WORK TO COMPLETE »
(a) Answer these questions about the essay on taking sick days.
(i) What treatment did the writer receive two years ago, and for what condition?
(ii) At which company was the writer becoming a leader?
(iii) Besides managers, which two roles does the writer name as having institutional authority on a team?
(b) Reproduce the part of the essay on taking sick days that opens with the words containing "For months, I’d" and closes with "your self, too.".
(c) According to the essay on taking sick days, why did the writer decide to stop apologizing to the team when staying home sick? Explain in one to three sentences.

EXCERPTED PASSAGE »
=== Section Start ===

Taking Sick Days

My earliest memories of staying home sick are from elementary school, when I would pretend to be ill to avoid going to school – I was bullied a lot and hated going. My parents caught on pretty quick. For the rest of my upbringing, an air of suspicion clung to any claims that I was sick and needed to stay home. I think that I internalized this suspicion. When combined with my tendency to over-identify with my work (common among adult millenials), it’s led me to feeling guilty about taking time off for illness.

You’re supposed to stay home when you’re sick. It helps you get better and it helps your coworkers stay healthy. And I would stay home when sick. I would just always feel guilty about it. That wasn’t great for my mental health (especially when I had to stay home sick because of my mental health). Yikes.

Anyway, this was kind of the status quo until two years ago, when I received Cognitive Behavioural Therapy as treatment for depression. I finally had the tools to monitor myself for negative self-talk, and I noticed this guilt about staying home. And worse, I realized that I’d been externalizing this guilt.

When I’d tell my team I was home sick, I would apologize – as if I’d done something wrong. Apologizing doesn’t really describe how over-the-top I was being. I realized that I needed to stop this because I was becoming a leader at Artsy, and leaders need to set an example. If I were acting as if staying home was bad, then that sends a message to everyone around me that this attitude is acceptable and appropriate – and it is neither. So I addressed the problem at the source, using my CBT skills to interrupt the loops of that negative self talk. And that’s gone pretty well (but as always, remains an in-progress effort).

For months, I’d been meaning to write a blog post about this, to reflect on the importance of setting a positive example in your relationship to your work. Then I saw this tweet, which explains things more succinctly than I ever could:

The only thing I’d expand on is: this advice isn’t just for managers. This is applicable to anyone with institutional authority on a team: tech leads, senior engineers… basically anyone who cares about the culture of their team and has authority to act on that caring. Your actions set the barometer for acceptable and normal behaviour on your team. If you want people to take care of themselves, then you’ve got to take care of your self, too.

=== Section End ===

DATASET RECORDS »
=== Section Start ===

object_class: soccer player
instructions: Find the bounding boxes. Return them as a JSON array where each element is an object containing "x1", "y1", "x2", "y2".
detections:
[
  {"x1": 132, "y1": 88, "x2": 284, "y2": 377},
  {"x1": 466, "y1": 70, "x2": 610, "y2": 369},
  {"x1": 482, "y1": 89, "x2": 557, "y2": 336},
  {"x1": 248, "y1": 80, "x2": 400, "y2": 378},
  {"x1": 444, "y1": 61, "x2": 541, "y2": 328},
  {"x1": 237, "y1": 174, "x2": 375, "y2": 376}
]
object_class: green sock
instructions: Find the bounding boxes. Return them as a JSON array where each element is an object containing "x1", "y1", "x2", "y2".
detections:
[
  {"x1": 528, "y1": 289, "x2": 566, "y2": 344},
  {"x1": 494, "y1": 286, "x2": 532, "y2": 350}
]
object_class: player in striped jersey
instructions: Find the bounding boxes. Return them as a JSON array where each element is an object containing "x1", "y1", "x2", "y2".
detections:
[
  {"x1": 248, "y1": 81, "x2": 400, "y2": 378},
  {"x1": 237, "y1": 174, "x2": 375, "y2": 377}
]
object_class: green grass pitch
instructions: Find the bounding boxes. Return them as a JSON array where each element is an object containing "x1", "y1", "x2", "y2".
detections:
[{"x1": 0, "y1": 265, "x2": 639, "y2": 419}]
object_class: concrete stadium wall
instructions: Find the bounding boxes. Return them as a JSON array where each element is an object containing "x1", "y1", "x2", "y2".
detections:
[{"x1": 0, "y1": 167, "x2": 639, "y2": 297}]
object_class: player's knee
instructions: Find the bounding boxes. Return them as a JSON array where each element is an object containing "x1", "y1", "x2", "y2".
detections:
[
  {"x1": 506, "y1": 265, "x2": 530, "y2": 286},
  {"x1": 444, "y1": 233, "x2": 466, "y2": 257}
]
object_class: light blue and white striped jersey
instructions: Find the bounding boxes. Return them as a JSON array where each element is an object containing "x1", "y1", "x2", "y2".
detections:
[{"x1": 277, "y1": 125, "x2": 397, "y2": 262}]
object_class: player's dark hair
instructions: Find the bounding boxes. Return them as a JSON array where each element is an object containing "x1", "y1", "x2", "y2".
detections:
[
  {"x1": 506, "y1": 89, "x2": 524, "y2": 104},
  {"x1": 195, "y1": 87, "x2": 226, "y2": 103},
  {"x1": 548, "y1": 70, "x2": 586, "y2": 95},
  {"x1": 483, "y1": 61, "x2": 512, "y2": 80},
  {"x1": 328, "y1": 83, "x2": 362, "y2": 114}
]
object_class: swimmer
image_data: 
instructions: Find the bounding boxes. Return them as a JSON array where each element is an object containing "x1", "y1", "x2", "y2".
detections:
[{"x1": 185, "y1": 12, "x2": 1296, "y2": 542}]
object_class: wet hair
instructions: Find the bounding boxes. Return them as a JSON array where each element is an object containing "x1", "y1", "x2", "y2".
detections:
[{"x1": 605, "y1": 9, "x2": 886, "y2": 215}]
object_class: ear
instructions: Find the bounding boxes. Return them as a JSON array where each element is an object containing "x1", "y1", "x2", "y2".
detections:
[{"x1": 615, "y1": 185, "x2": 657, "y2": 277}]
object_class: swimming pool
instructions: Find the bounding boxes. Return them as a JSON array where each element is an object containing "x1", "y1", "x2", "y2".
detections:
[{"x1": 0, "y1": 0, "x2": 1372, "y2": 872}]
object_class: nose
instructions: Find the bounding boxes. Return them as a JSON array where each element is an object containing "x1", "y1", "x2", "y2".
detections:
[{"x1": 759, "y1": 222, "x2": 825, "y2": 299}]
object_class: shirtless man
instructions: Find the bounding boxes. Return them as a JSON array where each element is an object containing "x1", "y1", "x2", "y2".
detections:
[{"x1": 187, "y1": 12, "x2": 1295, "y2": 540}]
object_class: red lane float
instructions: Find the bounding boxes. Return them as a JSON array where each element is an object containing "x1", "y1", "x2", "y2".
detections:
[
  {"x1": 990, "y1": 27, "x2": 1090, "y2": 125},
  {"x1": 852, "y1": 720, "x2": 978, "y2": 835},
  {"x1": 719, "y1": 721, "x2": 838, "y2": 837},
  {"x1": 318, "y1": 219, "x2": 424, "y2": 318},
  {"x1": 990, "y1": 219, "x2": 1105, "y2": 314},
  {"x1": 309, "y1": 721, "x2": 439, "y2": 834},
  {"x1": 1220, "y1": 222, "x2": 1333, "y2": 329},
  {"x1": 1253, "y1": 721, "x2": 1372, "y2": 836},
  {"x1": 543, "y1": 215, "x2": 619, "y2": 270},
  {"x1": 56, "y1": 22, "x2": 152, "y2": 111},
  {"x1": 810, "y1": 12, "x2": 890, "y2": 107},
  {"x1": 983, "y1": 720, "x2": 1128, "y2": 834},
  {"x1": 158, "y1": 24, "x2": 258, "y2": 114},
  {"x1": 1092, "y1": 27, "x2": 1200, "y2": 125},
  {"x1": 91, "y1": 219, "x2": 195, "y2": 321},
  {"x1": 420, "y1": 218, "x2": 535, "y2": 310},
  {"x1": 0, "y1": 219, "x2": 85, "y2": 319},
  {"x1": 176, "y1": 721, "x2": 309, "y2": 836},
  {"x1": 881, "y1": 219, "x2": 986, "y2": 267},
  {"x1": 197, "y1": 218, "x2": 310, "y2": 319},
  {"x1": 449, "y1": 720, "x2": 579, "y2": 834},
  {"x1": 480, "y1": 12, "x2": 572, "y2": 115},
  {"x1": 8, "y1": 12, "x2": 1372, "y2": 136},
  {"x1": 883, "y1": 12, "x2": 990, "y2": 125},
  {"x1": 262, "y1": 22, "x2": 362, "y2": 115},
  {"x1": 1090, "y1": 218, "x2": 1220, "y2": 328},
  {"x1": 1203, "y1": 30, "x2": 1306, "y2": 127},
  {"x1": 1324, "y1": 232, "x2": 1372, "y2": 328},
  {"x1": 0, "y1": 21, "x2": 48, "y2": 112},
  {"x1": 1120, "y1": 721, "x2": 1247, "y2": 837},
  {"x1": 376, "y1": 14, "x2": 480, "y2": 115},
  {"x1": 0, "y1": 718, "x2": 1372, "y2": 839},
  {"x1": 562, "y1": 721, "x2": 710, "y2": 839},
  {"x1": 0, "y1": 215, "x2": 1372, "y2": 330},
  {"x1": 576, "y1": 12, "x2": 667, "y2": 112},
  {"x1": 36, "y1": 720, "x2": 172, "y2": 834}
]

=== Section End ===

EXERCISE ANSWERS »
(a)
(i) Cognitive Behavioural Therapy, as treatment for depression.
(ii) Artsy.
(iii) Tech leads and senior engineers.

(b)
For months, I’d been meaning to write a blog post about this, to reflect on the importance of setting a positive example in your relationship to your work. Then I saw this tweet, which explains things more succinctly than I ever could:

The only thing I’d expand on is: this advice isn’t just for managers. This is applicable to anyone with institutional authority on a team: tech leads, senior engineers… basically anyone who cares about the culture of their team and has authority to act on that caring. Your actions set the barometer for acceptable and normal behaviour on your team. If you want people to take care of themselves, then you’ve got to take care of your self, too.

(c) The writer was becoming a leader at Artsy, and leaders need to set an example. Acting as if staying home was bad would tell everyone nearby that this attitude is acceptable and appropriate, when it is neither.